[Task inputs]

━━━━━━━━━━━━━━━━

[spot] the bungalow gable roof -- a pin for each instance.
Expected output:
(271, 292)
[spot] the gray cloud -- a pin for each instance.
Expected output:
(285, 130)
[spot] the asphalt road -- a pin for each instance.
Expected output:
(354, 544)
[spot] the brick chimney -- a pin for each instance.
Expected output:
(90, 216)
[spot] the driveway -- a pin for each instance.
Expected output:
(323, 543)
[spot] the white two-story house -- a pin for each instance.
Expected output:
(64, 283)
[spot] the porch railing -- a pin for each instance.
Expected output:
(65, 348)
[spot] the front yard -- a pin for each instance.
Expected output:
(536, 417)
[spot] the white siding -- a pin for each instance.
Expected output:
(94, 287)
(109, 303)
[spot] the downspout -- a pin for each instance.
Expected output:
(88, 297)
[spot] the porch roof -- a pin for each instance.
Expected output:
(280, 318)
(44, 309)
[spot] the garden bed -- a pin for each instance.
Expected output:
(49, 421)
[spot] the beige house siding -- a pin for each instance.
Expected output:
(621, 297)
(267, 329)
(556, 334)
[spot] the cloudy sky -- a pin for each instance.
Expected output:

━━━━━━━━━━━━━━━━

Copy every line of the entries above, requests included, and increase each coordinate in the answers by 30.

[spot] the bungalow gable roof -- a pin for each instance.
Expected output:
(301, 322)
[spot] the gray cloud -- a pin for each instance.
Expected output:
(315, 160)
[spot] the asphalt road -- a pin for each instance.
Expected output:
(384, 574)
[spot] the brick chimney -- a pin for each instance.
Expected output:
(120, 246)
[spot] the driveway -- a pin for each instance.
Expected output:
(353, 573)
[spot] the white two-story house -- a pin for each instance.
Expected output:
(94, 313)
[spot] the porch railing -- a pin for each instance.
Expected output:
(95, 378)
[spot] the front yard -- a pin for each instance.
Expected output:
(566, 447)
[spot] the white siding -- a pin for each instance.
Expected output:
(124, 317)
(139, 333)
[spot] the downspout -- a pin for each instance.
Expected output:
(118, 327)
[spot] the porch roof -- a pin for each instance.
Expected output:
(310, 348)
(74, 339)
[spot] the garden bed -- a pin for each instance.
Expected output:
(79, 451)
[spot] the beige house siding -- a pin for each instance.
Expected output:
(651, 327)
(297, 359)
(586, 364)
[spot] the cloudy sky -- a pin for each instance.
Expected output:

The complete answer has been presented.